::: LISTED ENTRIES
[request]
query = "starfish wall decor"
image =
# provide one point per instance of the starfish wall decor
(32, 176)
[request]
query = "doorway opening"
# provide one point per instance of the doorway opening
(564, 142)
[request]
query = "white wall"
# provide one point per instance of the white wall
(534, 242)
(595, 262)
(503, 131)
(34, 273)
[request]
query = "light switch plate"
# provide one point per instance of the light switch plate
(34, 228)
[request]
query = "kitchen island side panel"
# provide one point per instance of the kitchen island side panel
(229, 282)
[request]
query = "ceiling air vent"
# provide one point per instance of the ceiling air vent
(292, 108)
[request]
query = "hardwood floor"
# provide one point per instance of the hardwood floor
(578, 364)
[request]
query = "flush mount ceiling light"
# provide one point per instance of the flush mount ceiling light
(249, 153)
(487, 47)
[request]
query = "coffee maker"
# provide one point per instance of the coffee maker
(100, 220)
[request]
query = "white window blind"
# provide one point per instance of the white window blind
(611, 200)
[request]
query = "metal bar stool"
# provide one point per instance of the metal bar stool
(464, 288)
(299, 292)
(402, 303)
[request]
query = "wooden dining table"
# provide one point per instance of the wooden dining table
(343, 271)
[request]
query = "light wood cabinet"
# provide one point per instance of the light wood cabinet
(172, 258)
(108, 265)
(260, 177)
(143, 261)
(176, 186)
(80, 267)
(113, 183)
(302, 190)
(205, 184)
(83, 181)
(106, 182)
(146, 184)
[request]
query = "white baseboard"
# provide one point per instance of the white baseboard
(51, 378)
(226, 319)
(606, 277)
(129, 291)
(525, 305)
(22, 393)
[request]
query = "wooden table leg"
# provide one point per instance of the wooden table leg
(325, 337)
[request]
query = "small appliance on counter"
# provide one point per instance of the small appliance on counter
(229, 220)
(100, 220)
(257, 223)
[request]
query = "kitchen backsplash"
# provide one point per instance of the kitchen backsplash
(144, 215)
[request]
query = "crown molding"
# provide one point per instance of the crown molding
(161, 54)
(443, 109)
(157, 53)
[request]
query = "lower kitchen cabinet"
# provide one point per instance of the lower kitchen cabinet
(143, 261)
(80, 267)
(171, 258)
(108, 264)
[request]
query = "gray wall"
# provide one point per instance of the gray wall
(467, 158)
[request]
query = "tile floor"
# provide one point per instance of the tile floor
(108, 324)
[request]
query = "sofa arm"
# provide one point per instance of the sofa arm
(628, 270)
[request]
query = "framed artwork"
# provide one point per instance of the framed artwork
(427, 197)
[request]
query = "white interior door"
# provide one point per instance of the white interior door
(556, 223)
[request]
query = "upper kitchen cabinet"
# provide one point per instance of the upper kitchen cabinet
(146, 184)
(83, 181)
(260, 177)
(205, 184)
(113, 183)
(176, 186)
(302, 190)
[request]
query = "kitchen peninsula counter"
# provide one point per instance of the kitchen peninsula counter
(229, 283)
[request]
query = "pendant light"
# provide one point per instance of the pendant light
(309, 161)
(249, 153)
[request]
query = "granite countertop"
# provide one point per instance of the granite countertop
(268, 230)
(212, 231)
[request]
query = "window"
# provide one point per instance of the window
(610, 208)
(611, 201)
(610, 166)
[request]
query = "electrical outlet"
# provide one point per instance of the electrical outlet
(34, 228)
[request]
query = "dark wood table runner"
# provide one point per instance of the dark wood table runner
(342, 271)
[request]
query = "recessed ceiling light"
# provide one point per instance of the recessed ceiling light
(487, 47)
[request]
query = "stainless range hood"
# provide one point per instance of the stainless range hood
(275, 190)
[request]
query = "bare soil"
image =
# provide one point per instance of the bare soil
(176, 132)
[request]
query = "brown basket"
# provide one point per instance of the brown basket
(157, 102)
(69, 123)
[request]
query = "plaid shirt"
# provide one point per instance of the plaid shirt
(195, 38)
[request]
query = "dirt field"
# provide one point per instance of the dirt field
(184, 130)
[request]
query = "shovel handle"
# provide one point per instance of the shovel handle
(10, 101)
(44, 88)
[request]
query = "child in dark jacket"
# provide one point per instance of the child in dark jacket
::::::
TASK DIRECTIONS
Pick out the lines above containing the word "child", then copy them.

ANSWER TO THIS PROBLEM
query = "child in dark jacket"
# provide one point per instance of the child in dark jacket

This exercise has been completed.